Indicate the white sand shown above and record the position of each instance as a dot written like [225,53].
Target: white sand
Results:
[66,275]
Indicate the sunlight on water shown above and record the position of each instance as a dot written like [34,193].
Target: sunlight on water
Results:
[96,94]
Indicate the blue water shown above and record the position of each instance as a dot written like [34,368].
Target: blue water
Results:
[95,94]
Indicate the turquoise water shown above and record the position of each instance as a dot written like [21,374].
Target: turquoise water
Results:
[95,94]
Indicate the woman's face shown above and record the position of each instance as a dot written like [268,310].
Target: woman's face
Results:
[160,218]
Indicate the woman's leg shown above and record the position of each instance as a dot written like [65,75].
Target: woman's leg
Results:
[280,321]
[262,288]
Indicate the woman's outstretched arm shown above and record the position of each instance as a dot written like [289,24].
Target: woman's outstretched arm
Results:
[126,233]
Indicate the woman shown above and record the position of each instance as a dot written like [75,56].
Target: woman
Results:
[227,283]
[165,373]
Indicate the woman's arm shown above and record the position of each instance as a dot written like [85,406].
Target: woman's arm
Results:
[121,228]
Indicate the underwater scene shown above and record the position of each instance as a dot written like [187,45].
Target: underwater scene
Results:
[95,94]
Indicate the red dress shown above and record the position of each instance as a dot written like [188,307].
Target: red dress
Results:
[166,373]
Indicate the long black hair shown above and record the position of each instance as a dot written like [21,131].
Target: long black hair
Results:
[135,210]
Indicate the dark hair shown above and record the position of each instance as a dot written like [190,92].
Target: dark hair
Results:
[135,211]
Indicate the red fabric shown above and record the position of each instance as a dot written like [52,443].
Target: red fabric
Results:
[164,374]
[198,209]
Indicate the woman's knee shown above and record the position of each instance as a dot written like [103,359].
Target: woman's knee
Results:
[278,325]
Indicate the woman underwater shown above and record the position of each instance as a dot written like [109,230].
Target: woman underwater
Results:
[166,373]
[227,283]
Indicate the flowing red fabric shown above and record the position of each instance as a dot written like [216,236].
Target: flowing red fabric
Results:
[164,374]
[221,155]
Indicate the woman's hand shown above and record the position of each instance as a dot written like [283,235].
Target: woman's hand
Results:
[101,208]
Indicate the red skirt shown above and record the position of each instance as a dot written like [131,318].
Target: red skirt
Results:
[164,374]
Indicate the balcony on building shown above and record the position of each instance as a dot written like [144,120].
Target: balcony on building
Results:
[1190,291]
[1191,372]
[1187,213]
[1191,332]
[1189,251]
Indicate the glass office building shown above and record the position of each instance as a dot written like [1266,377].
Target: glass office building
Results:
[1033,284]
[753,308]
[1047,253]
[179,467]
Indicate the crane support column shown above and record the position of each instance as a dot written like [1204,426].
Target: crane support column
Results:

· · · ·

■ TASK GOAL
Repeat every entry word for word.

■ EXERCISE SOLUTION
Indicate the white sand shown above and record the position of each instance as a dot written like [225,53].
Target: white sand
Results:
[66,275]
Indicate the sunlight on water shown above and record the position of each instance as a dot written like [34,193].
Target: sunlight on water
Results:
[96,94]
Indicate the blue water shown above and record the position of each instance as a dot written like [34,368].
Target: blue water
Results:
[95,94]
Indicate the turquoise water shown above and record the position of each instance as a dot written like [21,374].
Target: turquoise water
Results:
[95,94]
Indicate the woman's face shown above and record the position of each instance as a dot written like [268,310].
Target: woman's face
Results:
[160,218]
Indicate the woman's leg shown above and record the position of each instance as a dot written like [65,75].
Target: woman's leg
Results:
[280,321]
[262,288]
Indicate the woman's outstretched arm shown above and record the position of each instance as a dot written like [289,24].
Target: woman's outstretched arm
Results:
[126,233]
Indicate the woman shown above and record the position of each instance as a dot written like [75,56].
Target: woman
Results:
[227,283]
[165,373]
Indicate the woman's arm shown above and record the position of each instance as a dot written like [85,406].
Target: woman's arm
Results:
[121,228]
Indicate the underwater scene shown above and record the position of each instance as a dot written like [187,45].
Target: underwater scene
Results:
[95,94]
Indicate the red dress shown above and record the position of each instance as a dot written like [188,307].
Target: red dress
Results:
[166,373]
Indicate the long black hair shown above and record the position of each instance as a dot written like [21,131].
Target: long black hair
Results:
[135,210]
Indicate the dark hair shown above and record the position of each instance as a dot written like [190,92].
Target: dark hair
Results:
[135,211]
Indicate the red fabric shown above and record the position of each instance as a dot written like [52,443].
Target: red fabric
Results:
[164,374]
[198,209]
Indicate the woman's knee shown above and record the position of each instance as a dot written like [103,359].
Target: woman's knee
Results:
[278,325]
Indicate the woman underwater shown above and record the position of each instance as a dot written like [109,230].
Target: woman underwater
Results:
[166,373]
[227,283]
Indicate the flowing red fabric shown above and record the position of each instance as a dot written like [216,236].
Target: flowing red fabric
Results:
[164,374]
[221,155]
Indicate the woman's hand shown above and record the position of each instance as a dot written like [283,235].
Target: woman's hand
Results:
[101,208]
Indicate the red skirt shown above and record the position of each instance as a dot written like [131,318].
Target: red skirt
Results:
[164,374]
Indicate the balcony on building shown above and record the position of each instance as a dot written like [144,120].
Target: balcony on building
Results:
[1190,291]
[1191,372]
[1187,213]
[1191,332]
[1189,251]
Indicate the glass office building shown above and record the position of each instance as a dot written like [1266,377].
Target: glass office building
Results:
[1033,284]
[753,308]
[1047,253]
[179,467]
Indicate the crane support column shown above and record the position of each instance as a dot written like [1204,426].
Target: crane support column
Results:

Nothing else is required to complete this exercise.